-- Source records --
|---|

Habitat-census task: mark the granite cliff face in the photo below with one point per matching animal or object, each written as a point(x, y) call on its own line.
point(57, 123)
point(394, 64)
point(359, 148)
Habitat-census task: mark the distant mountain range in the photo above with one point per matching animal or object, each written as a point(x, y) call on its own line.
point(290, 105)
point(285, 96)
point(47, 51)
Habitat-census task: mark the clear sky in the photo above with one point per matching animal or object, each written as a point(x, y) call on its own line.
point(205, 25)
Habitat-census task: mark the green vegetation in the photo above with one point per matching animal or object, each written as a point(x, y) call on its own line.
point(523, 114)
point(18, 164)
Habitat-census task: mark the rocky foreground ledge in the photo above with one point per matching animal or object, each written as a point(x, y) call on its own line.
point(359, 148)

|---|

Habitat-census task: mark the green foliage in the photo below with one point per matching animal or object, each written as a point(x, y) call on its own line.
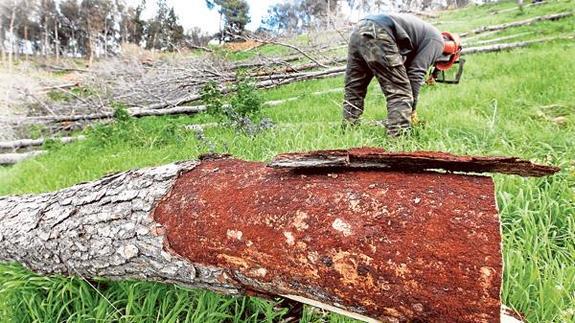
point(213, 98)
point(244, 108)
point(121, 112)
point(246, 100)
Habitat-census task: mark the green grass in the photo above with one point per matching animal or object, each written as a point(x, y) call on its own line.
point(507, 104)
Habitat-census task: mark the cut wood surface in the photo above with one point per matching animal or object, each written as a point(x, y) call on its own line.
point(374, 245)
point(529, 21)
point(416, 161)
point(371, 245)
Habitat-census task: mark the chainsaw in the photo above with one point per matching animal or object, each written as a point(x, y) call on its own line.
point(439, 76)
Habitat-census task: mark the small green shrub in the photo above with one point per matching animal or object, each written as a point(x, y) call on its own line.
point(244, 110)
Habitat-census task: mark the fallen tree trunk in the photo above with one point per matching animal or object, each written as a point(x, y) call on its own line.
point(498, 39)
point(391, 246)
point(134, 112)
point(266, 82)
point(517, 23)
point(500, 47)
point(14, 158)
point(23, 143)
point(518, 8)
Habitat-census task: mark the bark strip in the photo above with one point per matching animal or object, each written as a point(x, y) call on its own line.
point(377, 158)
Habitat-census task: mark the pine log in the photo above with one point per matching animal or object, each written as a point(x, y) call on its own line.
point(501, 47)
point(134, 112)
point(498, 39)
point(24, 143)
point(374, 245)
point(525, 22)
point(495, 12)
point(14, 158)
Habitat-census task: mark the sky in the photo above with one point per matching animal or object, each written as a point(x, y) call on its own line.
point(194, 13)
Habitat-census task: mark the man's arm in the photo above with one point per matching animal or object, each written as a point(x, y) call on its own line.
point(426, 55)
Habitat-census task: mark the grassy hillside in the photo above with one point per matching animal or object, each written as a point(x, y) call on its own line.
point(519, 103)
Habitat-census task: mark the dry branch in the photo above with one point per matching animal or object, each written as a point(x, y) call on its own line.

|---|

-- Action item --
Working from the material above, restate word for word the lines between the line with "Habitat-census task: mark the fallen" and the line with "Habitat-census task: mark the dry", both included, and only those.

-- Output of the task --
Habitat-census task: mark the fallen tree trunk in the photo above with one point per matching animal or object, each written as a point(x, y) call on its own line.
point(498, 39)
point(391, 246)
point(134, 112)
point(266, 82)
point(517, 23)
point(500, 47)
point(14, 158)
point(23, 143)
point(518, 8)
Habitat-census task: mark the bark strip in the photo above with one point per matching animal or object, each written as a point(x, y) call on its own line.
point(377, 158)
Habitat-census task: mark the pine log in the photo above with one point per matching animal or object, each written as a point(x, y) call on its own line.
point(501, 47)
point(134, 112)
point(498, 39)
point(24, 143)
point(374, 245)
point(525, 22)
point(495, 12)
point(14, 158)
Habitat-census task: mark the sky in the photo above with one point per matching animal or object, each written as a point(x, y) call on its own line.
point(194, 13)
Habitat-census task: mark the man's arm in the photo above with one point per matching animal or object, each written as a point(x, y) call on its own line.
point(426, 55)
Habitat-census task: mark the grassy hillside in the photo above with one point per matching animal or object, each written as a point(x, y) call on its own line.
point(519, 103)
Habitat-census task: mark the dry branch in the photo above with one point per matching animal or object, each written as a point(x, y) call on its own line.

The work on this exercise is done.